*** Text provided ***
I’m not fanatical, but I’m dedicated. I’m passionate. I’m determined. And I hate unnecessary plastic.
Is it easy to use? Sure. It’s easy and it’s convenient and it’s everywhere. Please, someone, tell me why they need to individually wrap cucumbers in plastic at the store? It has a skin.
I have loads of plastic in my life, so I try to avoid it when I can. My glasses are plastic. My computer has plastic pieces. My phone. The kinesiology tape on my arm right now is likely primarily made of plastic.
This is a story about my imperfection.
Sometimes, no matter how much we try, we have to let the current take us and live and let be.
Recently, I was a part of our first (live) Elephant Academy Find your Voice training of the Summer Session, listening to Waylon Lewis describe the Mindful Life Challenge to those in attendance. Honestly? I love the Mindful Life Challenge. It’s a mindful way of committing to making a change in our lives, one small thing at a time. It helps us realize that we can make changes and we can commit to them.
One of these challenge items we could choose to commit to was avoiding single-use plastic.
The next day, I found myself contemplating the mysteries of the universe when I was stuck in an airport inside a locked gate. My flight was delayed. First it was 20 minutes. Then it was another half an hour. And the time kept getting longer, and longer.
I searched the gate and there was nowhere to fill my empty water bottle I’d brought through TSA.
As the time ticked by, I was getting thirstier and thirstier as it got hotter and stuffier inside the small gate. The only way to get water was to leave my baggage and go through TSA, drink, and enter back through TSA again. Or I could purchase water in a machine at a juiced-up price, in plastic, and then be unable to recycle the bottle because there were only trash bins in the small gate.
I waited.
It got hotter.
I got thirstier.
Hours later, as we boarded the plane, I succumbed. The flight attendant came by with miniature bottles of water before takeoff and I drank like a fish out of water.
I remember clutching the bottle, staring at it. Disappointed in the situation.
Later when she came by to collect them, I kept mine…bringing it home with me to at least make sure it made it into a recycling bin.
I felt compromised. I didn’t have a lot of choices, but I didn’t like my hand being forced and it just left me feeling…icky.
And that was that. A vulnerable moment. A choice. Awareness of that choice and the moments of contemplation that came after.
It was what the Mindful Life Challenge is all about. If we cannot rise to the impossibility of perfection, the least we can do is honor the moment of mindfulness and awareness.
And so I did.
But vulnerability and learning moments don’t just strike us once. They come at us over, and over, and over again. They hit us over the head with what we’re missing. They tap us on our shoulder and beg to be listened to. They do not go away just because we think we’ve done our due diligence.
A few days later, I was getting a medical procedure done when I flagged down the nurse and asked her if a reaction I was having was normal.
The good news? It was.
The bad news? It wasn’t going to go away and there wasn’t much they could do about it.
There was that vulnerable moment again…feeling sick, feeling hot, feeling my back against a wall and needing…something…I asked the nurse for cold water.
It appeared in the form of that same miniature water bottle I’d seen a few days earlier.
I stared at it in my hand before tearing off the lid and letting the cold water roll down my throat, hoping to ease the sickness.
Once again, I opted to carry the bottle home with me to at least see it placed in a recycling bin.
But what I really carried away with me was the sense that yes, I was doing my best. I was noticing the times when I faltered and they were making me stronger, more aware, of the changes I can make and of the changes we as a population need to make.
Could the airport install a water bottle filling station, perhaps? I think I might ask.
Could I bring a water bottle with me the next time I have a medical procedure, just in case? I think I might.
Live and let be. I’m not letting it go because it drives me to make changes, but I am letting it be because I can’t change the past. I can only strive to make the future better.
And maybe, that’s what the Mindful Life Challenge is really all about.
*** End of Text provided ***
● What needs to be done: In the essay on single-use plastic, what did the writer do with the miniature water bottle from the flight instead of handing it back to the flight attendant?
*** Recorded information ***
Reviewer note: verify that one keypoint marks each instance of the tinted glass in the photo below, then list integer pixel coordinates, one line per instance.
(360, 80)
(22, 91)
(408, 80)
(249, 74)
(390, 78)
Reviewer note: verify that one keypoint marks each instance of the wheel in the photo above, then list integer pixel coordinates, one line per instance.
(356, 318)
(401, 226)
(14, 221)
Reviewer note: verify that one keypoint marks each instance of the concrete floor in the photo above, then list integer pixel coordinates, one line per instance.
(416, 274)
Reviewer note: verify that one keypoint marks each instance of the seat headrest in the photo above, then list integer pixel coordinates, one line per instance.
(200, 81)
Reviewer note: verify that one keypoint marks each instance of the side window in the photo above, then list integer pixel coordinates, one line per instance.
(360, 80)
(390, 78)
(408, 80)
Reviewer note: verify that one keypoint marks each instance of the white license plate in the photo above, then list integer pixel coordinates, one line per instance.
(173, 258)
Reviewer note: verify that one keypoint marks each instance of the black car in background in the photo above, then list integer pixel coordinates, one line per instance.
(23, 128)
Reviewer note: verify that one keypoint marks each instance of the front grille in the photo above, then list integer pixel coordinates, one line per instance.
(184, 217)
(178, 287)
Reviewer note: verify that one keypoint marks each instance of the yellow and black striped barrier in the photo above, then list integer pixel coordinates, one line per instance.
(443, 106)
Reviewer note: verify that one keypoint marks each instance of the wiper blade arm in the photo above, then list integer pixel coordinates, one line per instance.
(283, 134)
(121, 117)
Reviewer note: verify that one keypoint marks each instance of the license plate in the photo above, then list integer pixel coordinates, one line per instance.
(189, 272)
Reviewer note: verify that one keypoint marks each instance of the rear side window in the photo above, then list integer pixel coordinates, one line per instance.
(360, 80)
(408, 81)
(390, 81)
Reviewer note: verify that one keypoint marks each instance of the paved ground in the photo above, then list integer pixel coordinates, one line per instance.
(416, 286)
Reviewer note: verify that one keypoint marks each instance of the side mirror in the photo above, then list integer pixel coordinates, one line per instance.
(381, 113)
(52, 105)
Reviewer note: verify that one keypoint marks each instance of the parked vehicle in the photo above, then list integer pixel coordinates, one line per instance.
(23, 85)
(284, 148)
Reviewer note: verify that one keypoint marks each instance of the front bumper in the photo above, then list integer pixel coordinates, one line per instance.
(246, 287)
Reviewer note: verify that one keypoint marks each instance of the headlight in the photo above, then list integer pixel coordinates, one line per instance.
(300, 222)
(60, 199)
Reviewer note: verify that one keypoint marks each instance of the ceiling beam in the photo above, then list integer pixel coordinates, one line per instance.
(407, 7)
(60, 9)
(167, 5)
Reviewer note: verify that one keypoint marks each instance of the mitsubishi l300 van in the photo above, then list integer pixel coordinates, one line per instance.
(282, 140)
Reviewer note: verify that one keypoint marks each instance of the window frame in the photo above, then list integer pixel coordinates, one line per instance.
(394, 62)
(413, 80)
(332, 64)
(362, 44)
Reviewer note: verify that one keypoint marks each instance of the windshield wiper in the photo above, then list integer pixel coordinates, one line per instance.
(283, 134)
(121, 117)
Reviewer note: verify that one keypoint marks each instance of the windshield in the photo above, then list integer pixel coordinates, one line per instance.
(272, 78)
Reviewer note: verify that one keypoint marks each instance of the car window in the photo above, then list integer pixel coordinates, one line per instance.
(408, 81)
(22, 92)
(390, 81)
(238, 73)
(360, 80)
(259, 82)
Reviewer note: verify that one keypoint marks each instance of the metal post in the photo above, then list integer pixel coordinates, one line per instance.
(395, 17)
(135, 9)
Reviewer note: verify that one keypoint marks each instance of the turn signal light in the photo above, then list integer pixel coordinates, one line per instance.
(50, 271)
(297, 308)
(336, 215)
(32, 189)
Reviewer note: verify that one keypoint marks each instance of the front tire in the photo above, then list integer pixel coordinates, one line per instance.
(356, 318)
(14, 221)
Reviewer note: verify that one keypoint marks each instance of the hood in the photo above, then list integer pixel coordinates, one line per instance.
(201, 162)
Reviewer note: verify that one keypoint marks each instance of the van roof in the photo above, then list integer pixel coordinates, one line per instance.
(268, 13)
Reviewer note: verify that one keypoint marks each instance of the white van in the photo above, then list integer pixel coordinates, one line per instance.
*** End of Recorded information ***
● Solution: The writer kept it and brought it home to make sure it made it into a recycling bin.